*** MATERIAL PROVIDED ***

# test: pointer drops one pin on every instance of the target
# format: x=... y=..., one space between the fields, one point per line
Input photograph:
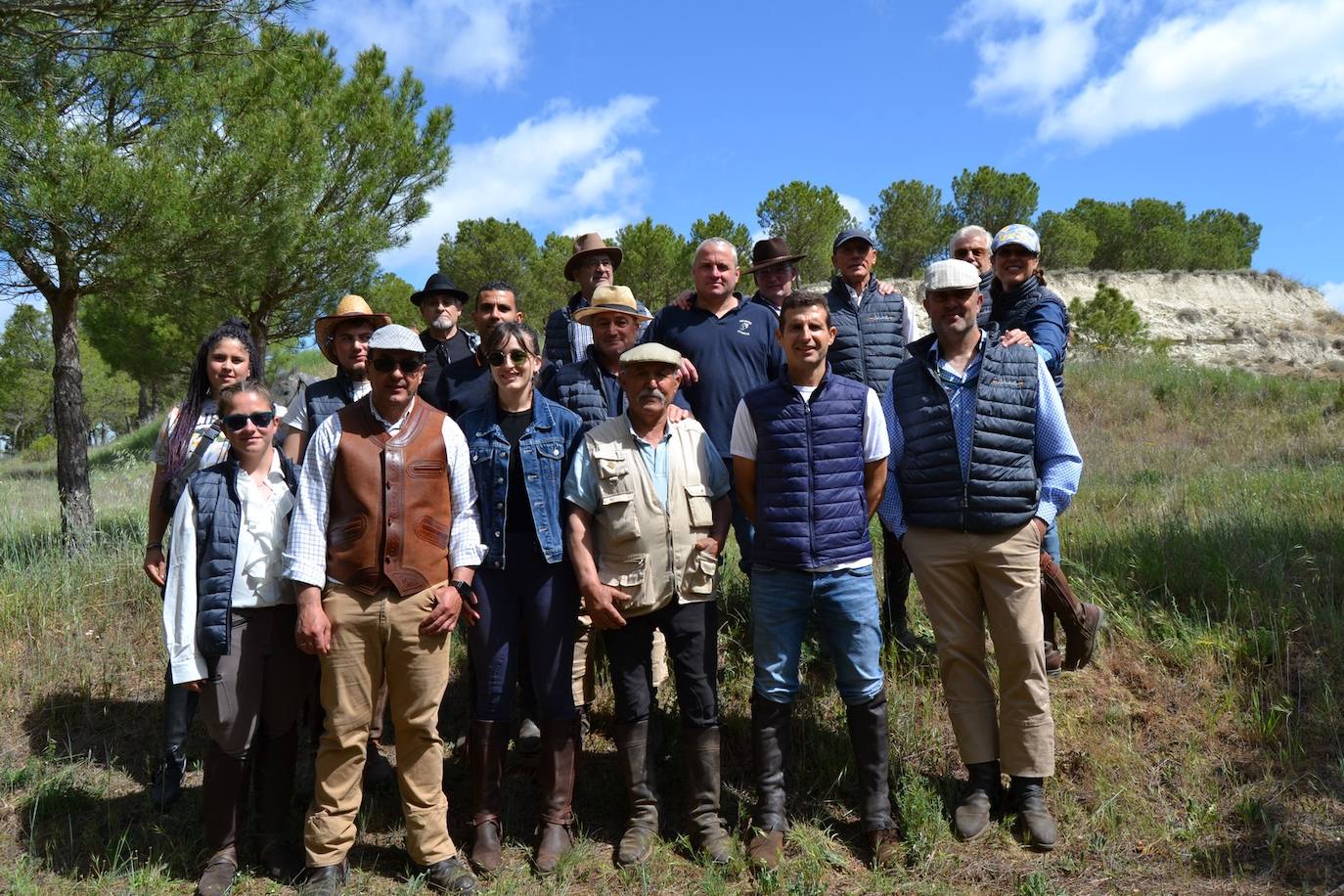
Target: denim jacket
x=546 y=450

***

WORK ITEM: Exactly as written above, print every line of the data but not its pictures.

TASK OUTPUT:
# test: pointer drops one pin on every instance of the target
# format: x=... y=..., one space between the fields, one point per line
Input photograph:
Target: denim jacket
x=546 y=450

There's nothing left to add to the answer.